■ Text excerpt ■
□ □ □

Drilling Down: DX11 And The Multi-Threaded Game Engine
In spite of the fact that multi-threaded programming has been around for decades, mainstream programmers didn't start focusing on parallel programming until multi-core CPUs started coming along. Much general purpose code is straightforward as a single thread; extracting performance via parallel programming can be difficult and isn't always obvious. Even with talented programmers, Amdahl's Law is a bitch: your speed up from parallelization is limited by the percent of code that is necessarily sequential.
Currently, in game development, rendering is one of those "necessarily" sequential tasks. DirectX 10 isn't set up to appropriately handle multiple threads all throwing commands at the GPU. That doesn't mean parallelization of renderers can't happen, but it does limit speed up because costly synchronization techniques or management threads need to be implemented in order to make sure nothing steps out of line. All this limits the benefit of parallelization and discourages programmers from trying too hard. After all, it's a better idea to put more of your effort into areas where performance can be improved more significantly. (John Carmack put it really well once, but I can't remember the quote... and I'm doing too much benchmarking to go look for it now. :-P)
No matter what anyone does, some stuff in the renderer will need to be sequential. Programs, textures, and resources must be loaded up; geometry happens before pixel processing; draw calls intended to be executed while a certain state is active must have that state set first and not changed until completion. Even in such a massively parallel machine, order must be maintained for many things. But order doesn't always matter.

□ □ □

■ Available data ■
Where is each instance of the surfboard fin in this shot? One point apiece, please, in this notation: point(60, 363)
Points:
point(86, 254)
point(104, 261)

□ □ □

■ Brief 1 ■
In the article on DX11 and multi-threaded game engines, why does parallelizing a renderer under DirectX 10 bring only a limited speedup? Answer in one to three sentences.
■ Brief 2 ■
Output the passage of the article on DX11 and multi-threaded game engines word for word, starting at "Currently, in game" and ending at "it now. :-P)".
The listing is separate material and has no connection to the article on DX11 and multi-threaded game engines.

■ Written reply 1 ■
DirectX 10 is not set up to handle multiple threads all sending commands to the GPU. As a result, costly synchronization techniques or management threads have to be implemented to make sure nothing steps out of line, and that overhead limits the gain from parallelization.

■ Written reply 2 ■
Currently, in game development, rendering is one of those "necessarily" sequential tasks. DirectX 10 isn't set up to appropriately handle multiple threads all throwing commands at the GPU. That doesn't mean parallelization of renderers can't happen, but it does limit speed up because costly synchronization techniques or management threads need to be implemented in order to make sure nothing steps out of line. All this limits the benefit of parallelization and discourages programmers from trying too hard. After all, it's a better idea to put more of your effort into areas where performance can be improved more significantly. (John Carmack put it really well once, but I can't remember the quote... and I'm doing too much benchmarking to go look for it now. :-P)